Find each of the lines below that contains the string "nose", and copy those lines out in full.
── DATASET ──
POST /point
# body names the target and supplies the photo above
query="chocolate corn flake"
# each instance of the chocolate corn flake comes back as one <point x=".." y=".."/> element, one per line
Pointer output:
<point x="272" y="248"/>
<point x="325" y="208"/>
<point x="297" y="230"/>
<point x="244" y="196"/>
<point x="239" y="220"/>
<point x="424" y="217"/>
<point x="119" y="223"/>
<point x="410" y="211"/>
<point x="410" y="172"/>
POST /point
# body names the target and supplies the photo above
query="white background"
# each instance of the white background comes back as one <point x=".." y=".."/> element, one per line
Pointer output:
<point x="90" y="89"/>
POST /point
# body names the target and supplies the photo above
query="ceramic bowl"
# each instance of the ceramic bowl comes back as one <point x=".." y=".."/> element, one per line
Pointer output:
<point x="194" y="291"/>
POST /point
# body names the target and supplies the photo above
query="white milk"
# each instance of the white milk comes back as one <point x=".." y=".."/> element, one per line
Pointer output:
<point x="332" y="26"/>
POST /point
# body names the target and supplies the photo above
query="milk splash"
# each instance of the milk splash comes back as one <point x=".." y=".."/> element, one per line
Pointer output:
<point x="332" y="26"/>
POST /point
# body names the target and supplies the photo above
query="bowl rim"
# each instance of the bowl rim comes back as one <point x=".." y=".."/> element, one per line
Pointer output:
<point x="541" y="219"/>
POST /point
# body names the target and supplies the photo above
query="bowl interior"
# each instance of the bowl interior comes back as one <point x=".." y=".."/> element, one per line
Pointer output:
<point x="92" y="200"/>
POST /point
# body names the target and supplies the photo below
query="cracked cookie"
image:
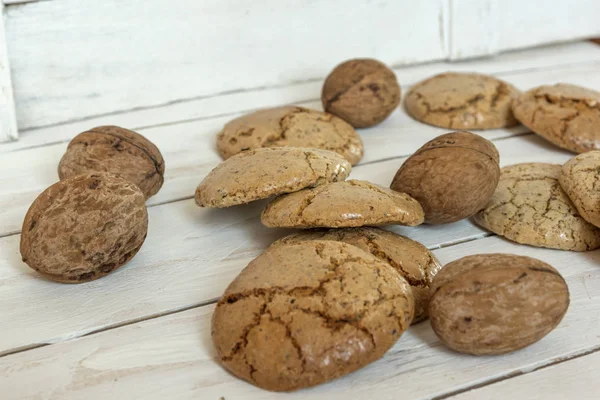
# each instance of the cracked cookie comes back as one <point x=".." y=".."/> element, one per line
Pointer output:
<point x="580" y="179"/>
<point x="118" y="151"/>
<point x="452" y="176"/>
<point x="362" y="92"/>
<point x="496" y="303"/>
<point x="462" y="101"/>
<point x="410" y="258"/>
<point x="342" y="205"/>
<point x="305" y="313"/>
<point x="290" y="126"/>
<point x="566" y="115"/>
<point x="529" y="206"/>
<point x="85" y="227"/>
<point x="262" y="173"/>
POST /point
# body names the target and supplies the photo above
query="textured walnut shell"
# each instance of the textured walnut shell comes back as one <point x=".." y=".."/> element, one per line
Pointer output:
<point x="83" y="228"/>
<point x="305" y="313"/>
<point x="118" y="151"/>
<point x="363" y="92"/>
<point x="453" y="176"/>
<point x="496" y="303"/>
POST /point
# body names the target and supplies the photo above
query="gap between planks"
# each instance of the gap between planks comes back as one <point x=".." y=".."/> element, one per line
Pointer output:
<point x="557" y="361"/>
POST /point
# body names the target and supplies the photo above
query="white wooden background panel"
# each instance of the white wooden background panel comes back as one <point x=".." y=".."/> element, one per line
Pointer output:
<point x="188" y="148"/>
<point x="173" y="356"/>
<point x="573" y="379"/>
<point x="189" y="257"/>
<point x="112" y="55"/>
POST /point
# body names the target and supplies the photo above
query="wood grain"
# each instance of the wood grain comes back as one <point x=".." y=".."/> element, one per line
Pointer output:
<point x="173" y="356"/>
<point x="189" y="149"/>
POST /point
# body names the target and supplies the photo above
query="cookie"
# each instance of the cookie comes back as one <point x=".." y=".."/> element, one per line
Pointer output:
<point x="290" y="126"/>
<point x="305" y="313"/>
<point x="452" y="176"/>
<point x="262" y="173"/>
<point x="566" y="115"/>
<point x="342" y="205"/>
<point x="462" y="101"/>
<point x="85" y="227"/>
<point x="116" y="150"/>
<point x="411" y="259"/>
<point x="580" y="179"/>
<point x="496" y="303"/>
<point x="530" y="207"/>
<point x="362" y="92"/>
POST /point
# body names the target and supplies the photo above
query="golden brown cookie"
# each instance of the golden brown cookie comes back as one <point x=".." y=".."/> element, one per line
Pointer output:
<point x="342" y="205"/>
<point x="262" y="173"/>
<point x="530" y="207"/>
<point x="496" y="303"/>
<point x="411" y="259"/>
<point x="290" y="126"/>
<point x="116" y="150"/>
<point x="84" y="227"/>
<point x="462" y="101"/>
<point x="566" y="115"/>
<point x="452" y="176"/>
<point x="362" y="92"/>
<point x="306" y="313"/>
<point x="580" y="179"/>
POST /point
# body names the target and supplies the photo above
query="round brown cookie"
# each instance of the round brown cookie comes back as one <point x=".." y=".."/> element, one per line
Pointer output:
<point x="362" y="91"/>
<point x="118" y="151"/>
<point x="342" y="205"/>
<point x="410" y="258"/>
<point x="262" y="173"/>
<point x="452" y="176"/>
<point x="462" y="101"/>
<point x="83" y="228"/>
<point x="496" y="303"/>
<point x="580" y="179"/>
<point x="530" y="207"/>
<point x="290" y="126"/>
<point x="566" y="115"/>
<point x="305" y="313"/>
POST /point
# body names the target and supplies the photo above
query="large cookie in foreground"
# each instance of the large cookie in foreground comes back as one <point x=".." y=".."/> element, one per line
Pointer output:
<point x="530" y="207"/>
<point x="410" y="258"/>
<point x="290" y="126"/>
<point x="306" y="313"/>
<point x="262" y="173"/>
<point x="343" y="205"/>
<point x="566" y="115"/>
<point x="462" y="101"/>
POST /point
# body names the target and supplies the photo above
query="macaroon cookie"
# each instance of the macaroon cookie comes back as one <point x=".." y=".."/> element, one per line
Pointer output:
<point x="462" y="101"/>
<point x="342" y="205"/>
<point x="262" y="173"/>
<point x="290" y="126"/>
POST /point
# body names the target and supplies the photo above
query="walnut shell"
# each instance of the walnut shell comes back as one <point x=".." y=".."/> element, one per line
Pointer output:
<point x="453" y="176"/>
<point x="83" y="228"/>
<point x="116" y="150"/>
<point x="363" y="92"/>
<point x="496" y="303"/>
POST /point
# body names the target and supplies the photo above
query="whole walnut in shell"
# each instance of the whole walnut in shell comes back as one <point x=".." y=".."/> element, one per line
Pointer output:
<point x="83" y="228"/>
<point x="363" y="92"/>
<point x="453" y="176"/>
<point x="116" y="150"/>
<point x="496" y="303"/>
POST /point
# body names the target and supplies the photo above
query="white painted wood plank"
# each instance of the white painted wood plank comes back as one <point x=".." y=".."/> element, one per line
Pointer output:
<point x="188" y="149"/>
<point x="573" y="379"/>
<point x="141" y="53"/>
<point x="505" y="65"/>
<point x="173" y="356"/>
<point x="8" y="119"/>
<point x="189" y="257"/>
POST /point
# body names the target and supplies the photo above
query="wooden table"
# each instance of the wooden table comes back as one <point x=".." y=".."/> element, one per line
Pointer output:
<point x="143" y="332"/>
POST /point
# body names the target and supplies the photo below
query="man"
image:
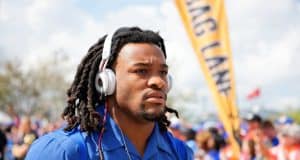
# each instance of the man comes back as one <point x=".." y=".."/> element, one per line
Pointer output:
<point x="24" y="138"/>
<point x="117" y="104"/>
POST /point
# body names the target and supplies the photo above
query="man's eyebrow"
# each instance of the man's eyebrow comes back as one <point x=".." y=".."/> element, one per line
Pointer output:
<point x="145" y="64"/>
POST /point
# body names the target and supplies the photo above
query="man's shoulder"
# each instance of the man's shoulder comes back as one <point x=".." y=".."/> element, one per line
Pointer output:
<point x="182" y="150"/>
<point x="58" y="144"/>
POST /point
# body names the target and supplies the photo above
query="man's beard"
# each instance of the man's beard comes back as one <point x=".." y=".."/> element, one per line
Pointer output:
<point x="152" y="116"/>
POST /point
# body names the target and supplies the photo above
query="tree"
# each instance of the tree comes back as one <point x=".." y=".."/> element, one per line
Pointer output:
<point x="38" y="89"/>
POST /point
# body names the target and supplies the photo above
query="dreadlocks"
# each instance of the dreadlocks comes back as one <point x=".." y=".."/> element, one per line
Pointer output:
<point x="83" y="98"/>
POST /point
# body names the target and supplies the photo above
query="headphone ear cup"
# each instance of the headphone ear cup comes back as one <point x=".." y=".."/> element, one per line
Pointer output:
<point x="108" y="80"/>
<point x="169" y="82"/>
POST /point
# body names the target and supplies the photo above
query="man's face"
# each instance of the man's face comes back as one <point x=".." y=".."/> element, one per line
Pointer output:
<point x="141" y="75"/>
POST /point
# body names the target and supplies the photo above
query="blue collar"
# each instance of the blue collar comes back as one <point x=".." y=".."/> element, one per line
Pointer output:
<point x="112" y="138"/>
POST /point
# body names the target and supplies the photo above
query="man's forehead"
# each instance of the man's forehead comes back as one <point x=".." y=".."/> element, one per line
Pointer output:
<point x="142" y="53"/>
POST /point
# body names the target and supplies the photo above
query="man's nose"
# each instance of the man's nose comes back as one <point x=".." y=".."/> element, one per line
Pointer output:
<point x="158" y="82"/>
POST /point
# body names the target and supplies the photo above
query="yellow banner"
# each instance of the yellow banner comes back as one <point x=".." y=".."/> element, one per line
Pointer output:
<point x="206" y="24"/>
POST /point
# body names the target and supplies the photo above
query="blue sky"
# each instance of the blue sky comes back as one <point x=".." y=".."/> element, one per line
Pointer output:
<point x="264" y="39"/>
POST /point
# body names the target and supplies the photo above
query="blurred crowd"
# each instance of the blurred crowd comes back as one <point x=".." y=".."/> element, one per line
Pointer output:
<point x="17" y="134"/>
<point x="260" y="138"/>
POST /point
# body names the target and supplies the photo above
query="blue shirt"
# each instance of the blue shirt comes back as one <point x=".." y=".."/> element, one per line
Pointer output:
<point x="60" y="145"/>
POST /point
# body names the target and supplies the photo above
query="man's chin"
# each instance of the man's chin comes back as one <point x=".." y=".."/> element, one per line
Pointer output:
<point x="153" y="116"/>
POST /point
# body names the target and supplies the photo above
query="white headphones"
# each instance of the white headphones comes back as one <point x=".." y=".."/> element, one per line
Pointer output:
<point x="105" y="81"/>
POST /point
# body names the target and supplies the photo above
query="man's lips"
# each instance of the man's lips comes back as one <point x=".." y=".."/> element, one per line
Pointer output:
<point x="156" y="97"/>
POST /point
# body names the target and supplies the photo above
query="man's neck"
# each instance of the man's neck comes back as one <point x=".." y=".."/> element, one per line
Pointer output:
<point x="137" y="131"/>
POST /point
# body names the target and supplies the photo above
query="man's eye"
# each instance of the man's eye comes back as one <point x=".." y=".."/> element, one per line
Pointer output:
<point x="164" y="73"/>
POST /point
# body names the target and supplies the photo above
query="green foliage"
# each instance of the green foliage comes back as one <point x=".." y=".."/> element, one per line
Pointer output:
<point x="35" y="89"/>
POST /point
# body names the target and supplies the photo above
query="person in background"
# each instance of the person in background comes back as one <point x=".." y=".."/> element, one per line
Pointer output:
<point x="3" y="142"/>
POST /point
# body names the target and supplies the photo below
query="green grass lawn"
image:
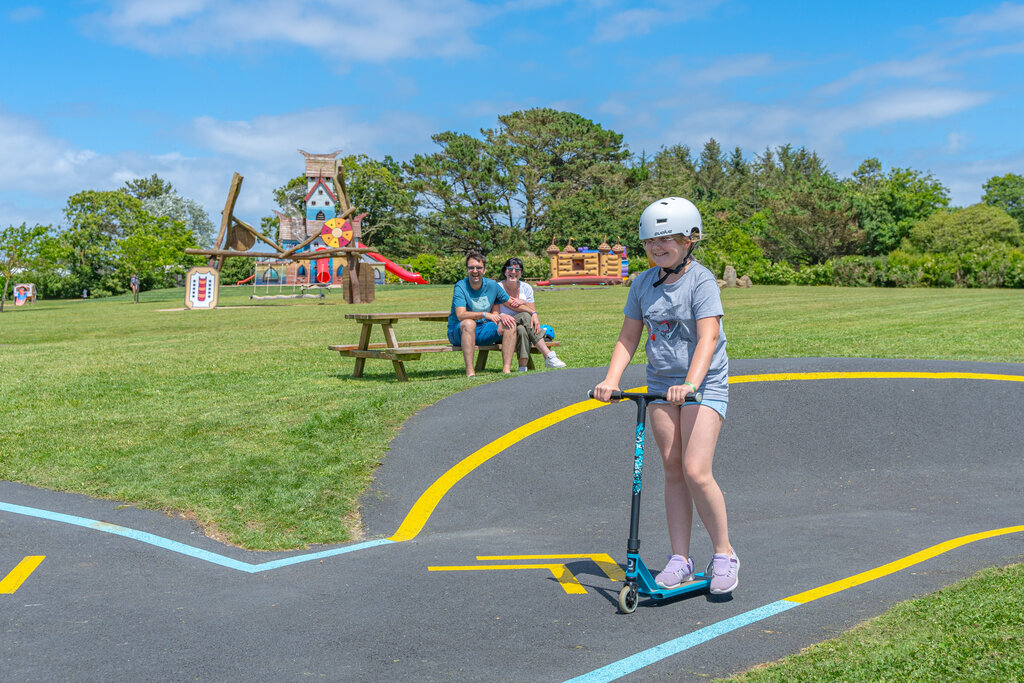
───
### EXERCISE RESULT
query="man's nose"
# each instance of the man's nose comes back as one <point x=".." y=".."/> element, one per line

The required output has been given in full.